• **EXERCISE DESCRIPTION**:
Render the records below as a Markdown table with the columns Row and Text, one line per row and blank lines left out. Cover only the lines from the line with "Spot any visible fishing rod." up to and including the line with "[16,371,116,405]".

··· TASK INPUTS ···

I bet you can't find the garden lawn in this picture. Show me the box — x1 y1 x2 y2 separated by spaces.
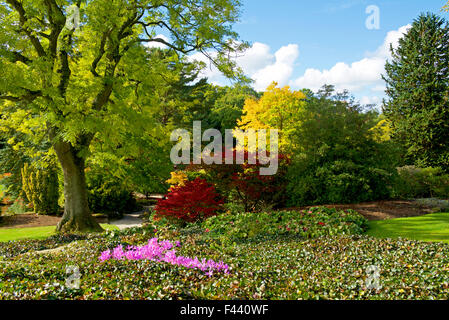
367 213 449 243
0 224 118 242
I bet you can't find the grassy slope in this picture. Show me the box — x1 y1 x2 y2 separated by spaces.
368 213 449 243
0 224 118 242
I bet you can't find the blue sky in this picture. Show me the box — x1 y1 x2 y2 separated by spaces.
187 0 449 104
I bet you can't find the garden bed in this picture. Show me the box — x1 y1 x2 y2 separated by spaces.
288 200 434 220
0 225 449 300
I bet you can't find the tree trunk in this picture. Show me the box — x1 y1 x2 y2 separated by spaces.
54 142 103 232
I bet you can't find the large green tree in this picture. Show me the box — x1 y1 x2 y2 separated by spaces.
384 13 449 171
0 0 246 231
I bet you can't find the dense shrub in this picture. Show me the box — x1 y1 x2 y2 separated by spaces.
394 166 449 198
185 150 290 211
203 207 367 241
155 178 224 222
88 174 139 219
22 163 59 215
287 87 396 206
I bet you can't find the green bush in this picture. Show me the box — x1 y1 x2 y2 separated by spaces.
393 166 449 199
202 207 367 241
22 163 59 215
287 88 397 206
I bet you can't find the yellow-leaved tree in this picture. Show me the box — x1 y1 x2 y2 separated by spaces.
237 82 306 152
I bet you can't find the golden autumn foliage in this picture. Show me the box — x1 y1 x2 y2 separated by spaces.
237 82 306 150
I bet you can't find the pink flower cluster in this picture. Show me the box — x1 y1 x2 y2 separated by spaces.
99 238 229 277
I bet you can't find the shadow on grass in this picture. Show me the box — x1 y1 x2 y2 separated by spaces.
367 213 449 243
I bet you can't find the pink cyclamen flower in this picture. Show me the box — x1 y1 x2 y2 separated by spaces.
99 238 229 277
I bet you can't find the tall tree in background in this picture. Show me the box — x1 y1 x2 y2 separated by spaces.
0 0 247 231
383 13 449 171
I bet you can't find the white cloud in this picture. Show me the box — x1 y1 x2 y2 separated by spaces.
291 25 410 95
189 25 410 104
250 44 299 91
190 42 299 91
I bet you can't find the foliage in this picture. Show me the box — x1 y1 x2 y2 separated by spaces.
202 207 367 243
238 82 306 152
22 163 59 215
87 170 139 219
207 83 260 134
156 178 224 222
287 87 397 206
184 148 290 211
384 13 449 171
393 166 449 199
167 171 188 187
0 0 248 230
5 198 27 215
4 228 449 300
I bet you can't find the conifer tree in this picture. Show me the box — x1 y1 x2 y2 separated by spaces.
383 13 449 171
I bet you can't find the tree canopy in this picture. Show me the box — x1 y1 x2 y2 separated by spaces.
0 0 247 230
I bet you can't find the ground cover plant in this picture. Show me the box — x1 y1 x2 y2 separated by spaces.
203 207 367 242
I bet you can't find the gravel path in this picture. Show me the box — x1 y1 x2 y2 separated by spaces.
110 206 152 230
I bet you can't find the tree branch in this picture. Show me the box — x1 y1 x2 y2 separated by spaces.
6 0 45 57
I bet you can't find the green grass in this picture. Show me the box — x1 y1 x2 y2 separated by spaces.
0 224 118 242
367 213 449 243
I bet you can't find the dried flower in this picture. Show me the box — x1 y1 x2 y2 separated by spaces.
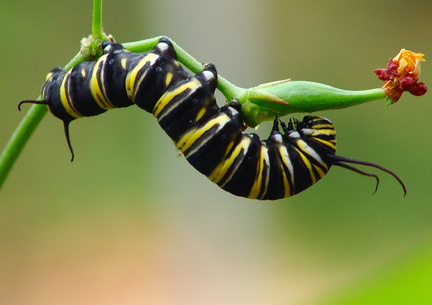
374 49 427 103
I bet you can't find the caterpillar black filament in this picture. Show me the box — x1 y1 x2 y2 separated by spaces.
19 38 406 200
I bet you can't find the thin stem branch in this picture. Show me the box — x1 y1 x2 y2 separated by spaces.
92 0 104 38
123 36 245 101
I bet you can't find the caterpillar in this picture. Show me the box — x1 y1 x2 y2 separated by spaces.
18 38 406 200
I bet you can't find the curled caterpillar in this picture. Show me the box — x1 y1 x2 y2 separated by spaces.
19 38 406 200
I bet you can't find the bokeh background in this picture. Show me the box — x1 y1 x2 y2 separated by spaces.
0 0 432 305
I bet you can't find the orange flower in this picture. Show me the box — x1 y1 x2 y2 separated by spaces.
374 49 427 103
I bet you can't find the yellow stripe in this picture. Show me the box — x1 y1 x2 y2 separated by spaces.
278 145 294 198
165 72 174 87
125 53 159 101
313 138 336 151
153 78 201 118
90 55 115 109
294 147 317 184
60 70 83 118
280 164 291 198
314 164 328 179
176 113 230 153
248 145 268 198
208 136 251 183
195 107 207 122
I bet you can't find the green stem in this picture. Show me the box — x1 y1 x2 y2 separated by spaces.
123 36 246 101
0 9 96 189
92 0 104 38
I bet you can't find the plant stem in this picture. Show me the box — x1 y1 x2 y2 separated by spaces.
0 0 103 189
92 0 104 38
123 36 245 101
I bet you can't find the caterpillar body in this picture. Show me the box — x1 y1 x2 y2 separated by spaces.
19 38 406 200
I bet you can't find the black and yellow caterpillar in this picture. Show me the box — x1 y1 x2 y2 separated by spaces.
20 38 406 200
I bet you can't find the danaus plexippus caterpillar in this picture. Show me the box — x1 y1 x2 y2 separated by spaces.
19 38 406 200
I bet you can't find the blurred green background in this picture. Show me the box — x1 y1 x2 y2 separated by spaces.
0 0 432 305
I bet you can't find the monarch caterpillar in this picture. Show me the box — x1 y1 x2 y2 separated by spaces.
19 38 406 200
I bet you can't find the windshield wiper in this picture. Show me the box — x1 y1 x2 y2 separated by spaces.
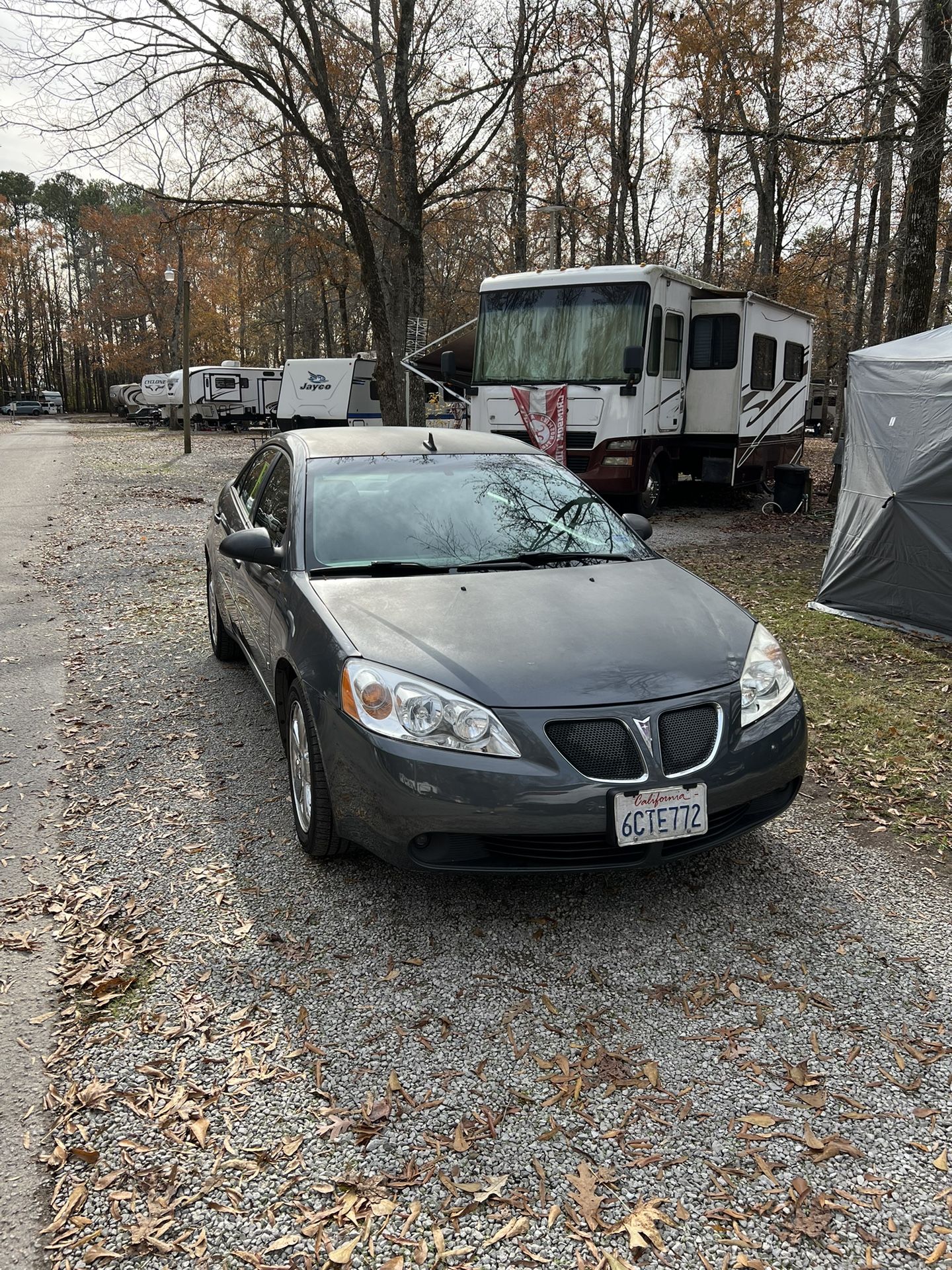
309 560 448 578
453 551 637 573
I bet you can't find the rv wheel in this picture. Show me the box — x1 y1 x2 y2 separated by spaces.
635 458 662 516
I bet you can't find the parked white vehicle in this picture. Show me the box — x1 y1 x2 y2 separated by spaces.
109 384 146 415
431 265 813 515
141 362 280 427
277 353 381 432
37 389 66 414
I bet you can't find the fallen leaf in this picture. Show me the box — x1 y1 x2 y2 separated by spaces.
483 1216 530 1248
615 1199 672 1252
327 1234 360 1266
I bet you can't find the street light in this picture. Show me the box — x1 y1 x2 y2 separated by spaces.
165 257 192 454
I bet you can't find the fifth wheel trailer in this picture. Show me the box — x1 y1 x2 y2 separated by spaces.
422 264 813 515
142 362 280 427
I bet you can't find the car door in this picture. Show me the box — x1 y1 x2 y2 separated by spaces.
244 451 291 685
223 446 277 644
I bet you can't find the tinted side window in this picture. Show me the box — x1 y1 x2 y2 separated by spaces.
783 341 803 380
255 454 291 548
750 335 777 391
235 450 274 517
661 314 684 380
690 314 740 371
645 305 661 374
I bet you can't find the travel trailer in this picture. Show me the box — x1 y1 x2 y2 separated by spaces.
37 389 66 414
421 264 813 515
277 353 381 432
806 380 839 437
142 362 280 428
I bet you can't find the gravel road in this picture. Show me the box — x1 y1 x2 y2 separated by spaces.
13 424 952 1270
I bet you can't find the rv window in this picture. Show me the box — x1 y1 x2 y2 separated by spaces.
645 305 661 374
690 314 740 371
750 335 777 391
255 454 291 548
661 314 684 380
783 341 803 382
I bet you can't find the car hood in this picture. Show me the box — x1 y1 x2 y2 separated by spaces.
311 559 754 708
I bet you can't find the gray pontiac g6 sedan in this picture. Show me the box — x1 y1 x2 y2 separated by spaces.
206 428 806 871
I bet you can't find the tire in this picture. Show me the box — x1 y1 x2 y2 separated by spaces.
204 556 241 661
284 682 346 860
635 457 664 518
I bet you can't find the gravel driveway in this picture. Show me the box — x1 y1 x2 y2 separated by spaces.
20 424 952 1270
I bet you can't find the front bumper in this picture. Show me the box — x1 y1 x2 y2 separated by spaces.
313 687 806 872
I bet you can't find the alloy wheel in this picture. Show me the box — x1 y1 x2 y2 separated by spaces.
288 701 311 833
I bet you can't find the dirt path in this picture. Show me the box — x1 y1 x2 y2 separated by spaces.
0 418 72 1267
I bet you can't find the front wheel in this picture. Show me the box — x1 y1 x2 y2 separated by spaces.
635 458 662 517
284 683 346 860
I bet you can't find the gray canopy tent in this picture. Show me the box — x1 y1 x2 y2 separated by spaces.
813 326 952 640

···
··· TASK INPUTS ···

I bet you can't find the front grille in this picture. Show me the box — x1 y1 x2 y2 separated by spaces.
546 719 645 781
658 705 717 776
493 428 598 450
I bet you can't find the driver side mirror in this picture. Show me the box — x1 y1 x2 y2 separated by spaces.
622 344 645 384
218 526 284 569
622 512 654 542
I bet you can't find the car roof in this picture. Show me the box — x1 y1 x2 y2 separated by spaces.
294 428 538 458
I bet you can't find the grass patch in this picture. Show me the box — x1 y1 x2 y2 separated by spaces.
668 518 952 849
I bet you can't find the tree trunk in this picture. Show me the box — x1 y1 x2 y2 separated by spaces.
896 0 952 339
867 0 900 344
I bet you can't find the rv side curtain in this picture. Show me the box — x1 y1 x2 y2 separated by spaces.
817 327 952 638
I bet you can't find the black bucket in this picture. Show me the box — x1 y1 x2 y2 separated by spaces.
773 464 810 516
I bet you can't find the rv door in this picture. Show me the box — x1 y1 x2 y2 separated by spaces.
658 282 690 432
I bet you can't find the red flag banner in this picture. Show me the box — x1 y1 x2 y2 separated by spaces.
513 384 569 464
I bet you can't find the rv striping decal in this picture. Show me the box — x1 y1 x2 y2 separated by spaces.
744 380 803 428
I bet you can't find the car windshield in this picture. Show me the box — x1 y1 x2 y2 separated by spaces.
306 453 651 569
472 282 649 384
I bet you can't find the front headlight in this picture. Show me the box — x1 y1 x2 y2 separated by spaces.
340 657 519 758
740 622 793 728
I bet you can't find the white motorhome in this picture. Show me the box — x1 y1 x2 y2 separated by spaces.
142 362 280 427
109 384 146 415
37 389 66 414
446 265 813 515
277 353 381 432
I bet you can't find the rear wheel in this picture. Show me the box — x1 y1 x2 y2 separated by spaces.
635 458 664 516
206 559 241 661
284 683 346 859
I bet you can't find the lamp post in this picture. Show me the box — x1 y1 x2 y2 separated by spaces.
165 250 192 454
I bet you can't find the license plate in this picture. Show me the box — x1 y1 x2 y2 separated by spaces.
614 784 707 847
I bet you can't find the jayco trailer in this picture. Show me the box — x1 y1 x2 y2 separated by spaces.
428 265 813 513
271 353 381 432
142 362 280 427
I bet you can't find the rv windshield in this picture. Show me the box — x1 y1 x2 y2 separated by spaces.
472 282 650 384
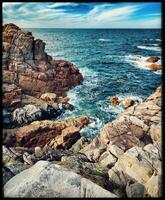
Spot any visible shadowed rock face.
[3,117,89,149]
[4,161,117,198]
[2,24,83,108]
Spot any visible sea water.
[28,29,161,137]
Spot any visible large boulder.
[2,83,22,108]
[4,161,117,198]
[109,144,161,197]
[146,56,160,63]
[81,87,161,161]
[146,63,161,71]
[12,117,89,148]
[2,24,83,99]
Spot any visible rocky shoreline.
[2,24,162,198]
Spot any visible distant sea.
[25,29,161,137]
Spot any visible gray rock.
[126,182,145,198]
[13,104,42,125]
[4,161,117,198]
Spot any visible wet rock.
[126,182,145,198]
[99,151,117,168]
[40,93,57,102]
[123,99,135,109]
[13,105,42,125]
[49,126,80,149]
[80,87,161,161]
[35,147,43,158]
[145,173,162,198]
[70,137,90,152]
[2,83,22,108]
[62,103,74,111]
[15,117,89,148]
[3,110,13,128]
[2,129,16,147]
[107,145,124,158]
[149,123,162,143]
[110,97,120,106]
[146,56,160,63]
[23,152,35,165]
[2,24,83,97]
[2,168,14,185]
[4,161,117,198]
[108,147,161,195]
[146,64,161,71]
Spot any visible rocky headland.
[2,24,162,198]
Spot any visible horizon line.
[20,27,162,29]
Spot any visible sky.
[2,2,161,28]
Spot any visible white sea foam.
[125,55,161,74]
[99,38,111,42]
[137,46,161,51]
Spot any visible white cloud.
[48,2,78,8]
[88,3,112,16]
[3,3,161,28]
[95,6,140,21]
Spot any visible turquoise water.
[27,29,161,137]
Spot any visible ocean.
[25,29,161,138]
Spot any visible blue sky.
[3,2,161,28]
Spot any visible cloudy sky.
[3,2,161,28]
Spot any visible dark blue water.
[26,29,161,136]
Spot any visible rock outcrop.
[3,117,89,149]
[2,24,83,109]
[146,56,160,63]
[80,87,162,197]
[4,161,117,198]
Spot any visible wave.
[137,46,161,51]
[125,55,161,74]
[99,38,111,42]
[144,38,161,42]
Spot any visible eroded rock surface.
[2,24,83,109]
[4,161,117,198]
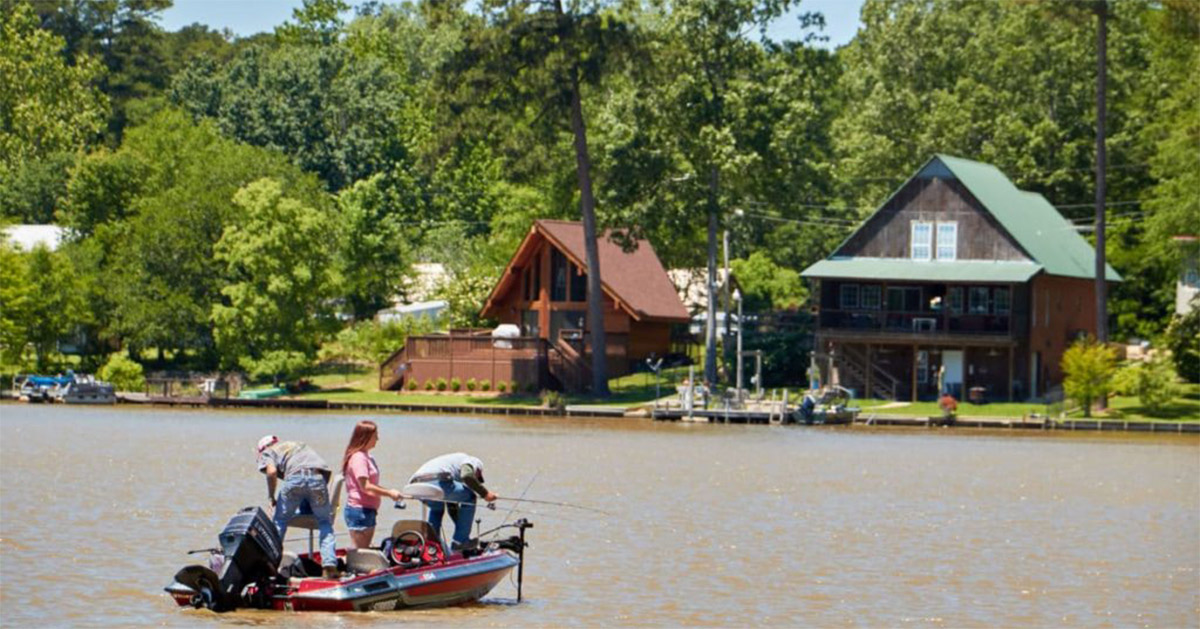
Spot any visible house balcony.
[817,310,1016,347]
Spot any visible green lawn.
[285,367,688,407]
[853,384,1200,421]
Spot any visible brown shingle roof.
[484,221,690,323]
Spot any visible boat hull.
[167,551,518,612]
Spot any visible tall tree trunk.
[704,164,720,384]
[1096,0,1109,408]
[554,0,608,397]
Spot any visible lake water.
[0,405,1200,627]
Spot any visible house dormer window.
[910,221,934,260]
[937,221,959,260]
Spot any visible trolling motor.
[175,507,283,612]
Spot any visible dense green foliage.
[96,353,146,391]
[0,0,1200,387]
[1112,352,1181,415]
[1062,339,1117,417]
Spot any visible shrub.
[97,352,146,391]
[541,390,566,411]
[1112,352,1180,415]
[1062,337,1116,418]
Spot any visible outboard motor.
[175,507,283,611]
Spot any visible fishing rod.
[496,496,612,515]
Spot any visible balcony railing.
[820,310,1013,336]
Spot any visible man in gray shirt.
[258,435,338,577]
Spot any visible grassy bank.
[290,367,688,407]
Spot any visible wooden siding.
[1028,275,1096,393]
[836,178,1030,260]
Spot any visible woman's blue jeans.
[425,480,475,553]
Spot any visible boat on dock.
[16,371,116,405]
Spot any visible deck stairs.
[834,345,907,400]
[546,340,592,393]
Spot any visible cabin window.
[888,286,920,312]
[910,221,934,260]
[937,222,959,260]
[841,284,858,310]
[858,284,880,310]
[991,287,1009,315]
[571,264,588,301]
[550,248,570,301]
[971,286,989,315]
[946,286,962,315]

···

• **TASK RESPONSE**:
| Row | Text |
|---|---|
| 1 | Spot any visible fishing rod. |
| 2 | [496,496,612,515] |
| 3 | Spot any visible balcony railing. |
| 4 | [820,310,1013,336] |
| 5 | Spot any visible man in gray shirt. |
| 6 | [258,435,338,577] |
| 7 | Spot any visible grassy bank. |
| 8 | [290,367,688,407] |
| 9 | Spot any visible wooden siding. |
| 10 | [1028,275,1096,393] |
| 11 | [836,178,1030,260] |
| 12 | Spot any visible woman's blue jeans. |
| 13 | [425,480,475,553] |
| 14 | Spot any visible boat on dock. |
| 15 | [16,371,116,405] |